*** Bagian Dokumen ***
• Senin, 13 Mei 2013

    TUAN RUMAH KTT X GNB

    B.    TUAN RUMAH KTT X GNB
    http://adf.ly/hv5T3

        Indonesia pernah menjadi tuan rumah KTT GNB yaitu KTT X yang berlangsung pada tanggal 1 – 7 September 1992 di Jakarta dan Bogor.
        Selama tiga tahun dipimpin Indonesia, banyak kalangan menyebut, GNB berhasil memainkan peran penting dalam percaturan politik global. Lewat Jakarta Message, Indonesia memberi warna baru pada gerakan ini. Antara lain, dengan meletakkan titik berat kerjasama pada pembangunan ekonomi dengan menghidupkan kembali dialog Selatan-Selatan.
    Hal tersebut diatas, dirasa sangat perlu sebab Komisi Selatan dalam laporannya yang berjudul “The Challenge to the South” (1987), menegaskan bahwa negara-negara Selatan harus mengandalkan kemampuannya sendiri, kalau sekedar berharap pada kerjasama Utara-Selatan ibarat pungguk merindukan bulan. Sebaliknya, dialog Selatan-Selatan akan memperkuat posisi tawar (bargaining-position) Negara-negara berkembang meski hal ini masih harus dibuktikan.
    Kendati lebih mengedepankan kepentingan ekonomi, tetapi politik dan keamanan Negara-negara sekitar tetap menjadi perhatian. Dengan profil positifnya selama ini, Indonesia dipercaya untuk turut menyelesaikan berbagai konflik regional, antara lain : Kamboja, gerakan separatis Moro di Filipina dan sengketa di Laut Cina Selatan.
    Konflik Kamboja mereda setelah serangkaian pembicaraan Jakarta Informal Meeting (I & II) serta Pertemuan Paris yang disponsori  antara lain oleh Indonesia.
*** Data Hasil Ekstraksi ***
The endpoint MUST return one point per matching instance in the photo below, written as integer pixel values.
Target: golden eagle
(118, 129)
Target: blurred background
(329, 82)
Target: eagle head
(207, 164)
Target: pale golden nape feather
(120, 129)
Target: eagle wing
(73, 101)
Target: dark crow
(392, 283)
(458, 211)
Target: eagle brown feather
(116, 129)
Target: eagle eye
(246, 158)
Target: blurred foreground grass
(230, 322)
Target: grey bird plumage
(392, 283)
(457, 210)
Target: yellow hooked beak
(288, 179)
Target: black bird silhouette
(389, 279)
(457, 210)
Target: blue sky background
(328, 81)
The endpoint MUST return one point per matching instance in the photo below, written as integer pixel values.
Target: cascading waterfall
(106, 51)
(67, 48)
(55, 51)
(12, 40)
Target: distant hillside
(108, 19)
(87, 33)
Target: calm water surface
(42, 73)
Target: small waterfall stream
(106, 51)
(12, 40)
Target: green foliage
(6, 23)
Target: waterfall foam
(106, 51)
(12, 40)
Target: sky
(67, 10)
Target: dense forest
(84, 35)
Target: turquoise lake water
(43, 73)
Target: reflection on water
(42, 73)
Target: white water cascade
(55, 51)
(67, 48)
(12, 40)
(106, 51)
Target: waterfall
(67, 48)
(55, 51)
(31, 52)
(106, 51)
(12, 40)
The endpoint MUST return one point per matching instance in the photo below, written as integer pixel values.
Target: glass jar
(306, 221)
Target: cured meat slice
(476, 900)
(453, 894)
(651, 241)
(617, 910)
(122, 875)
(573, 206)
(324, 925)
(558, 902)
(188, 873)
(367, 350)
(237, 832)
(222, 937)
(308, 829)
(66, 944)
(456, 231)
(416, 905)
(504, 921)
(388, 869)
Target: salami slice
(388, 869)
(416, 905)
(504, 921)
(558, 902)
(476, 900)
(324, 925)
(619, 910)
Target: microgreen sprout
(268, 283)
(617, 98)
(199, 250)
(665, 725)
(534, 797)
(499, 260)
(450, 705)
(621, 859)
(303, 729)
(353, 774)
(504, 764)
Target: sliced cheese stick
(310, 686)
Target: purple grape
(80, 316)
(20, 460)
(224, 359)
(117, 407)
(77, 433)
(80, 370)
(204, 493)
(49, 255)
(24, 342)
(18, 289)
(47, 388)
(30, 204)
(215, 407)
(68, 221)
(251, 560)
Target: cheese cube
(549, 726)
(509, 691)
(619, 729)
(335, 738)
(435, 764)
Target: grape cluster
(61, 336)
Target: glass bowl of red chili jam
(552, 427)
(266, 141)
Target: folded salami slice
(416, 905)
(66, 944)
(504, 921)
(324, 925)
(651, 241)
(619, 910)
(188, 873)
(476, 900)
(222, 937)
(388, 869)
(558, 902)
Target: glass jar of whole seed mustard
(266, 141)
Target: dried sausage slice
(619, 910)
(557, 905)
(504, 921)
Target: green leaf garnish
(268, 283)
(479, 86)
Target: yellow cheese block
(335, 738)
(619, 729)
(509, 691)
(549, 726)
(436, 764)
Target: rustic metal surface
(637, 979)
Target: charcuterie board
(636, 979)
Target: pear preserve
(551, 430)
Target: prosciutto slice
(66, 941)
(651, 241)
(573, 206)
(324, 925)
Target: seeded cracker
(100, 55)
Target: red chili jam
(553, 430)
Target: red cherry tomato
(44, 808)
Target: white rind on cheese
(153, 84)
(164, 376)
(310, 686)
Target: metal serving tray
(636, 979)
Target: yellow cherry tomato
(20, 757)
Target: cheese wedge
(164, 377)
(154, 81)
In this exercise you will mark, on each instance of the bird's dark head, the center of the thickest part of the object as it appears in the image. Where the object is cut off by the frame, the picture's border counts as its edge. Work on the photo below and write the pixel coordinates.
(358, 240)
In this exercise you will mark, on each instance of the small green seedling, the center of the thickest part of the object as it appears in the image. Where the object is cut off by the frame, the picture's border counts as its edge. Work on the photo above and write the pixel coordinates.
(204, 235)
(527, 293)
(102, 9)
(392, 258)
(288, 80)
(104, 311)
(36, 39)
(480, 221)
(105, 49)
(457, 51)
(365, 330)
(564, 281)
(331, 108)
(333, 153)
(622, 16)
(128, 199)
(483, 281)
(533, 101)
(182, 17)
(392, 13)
***
Jawab pertanyaan berikut berdasarkan teks tentang KTT X GNB di atas:
1. Kapan dan di mana KTT X GNB berlangsung?
2. Apa judul laporan Komisi Selatan tahun 1987?
3. Konflik regional apa saja yang turut diselesaikan Indonesia?

1. Pada tanggal 1–7 September 1992 di Jakarta dan Bogor.
2. "The Challenge to the South".
3. Konflik Kamboja, gerakan separatis Moro di Filipina, dan sengketa di Laut Cina Selatan.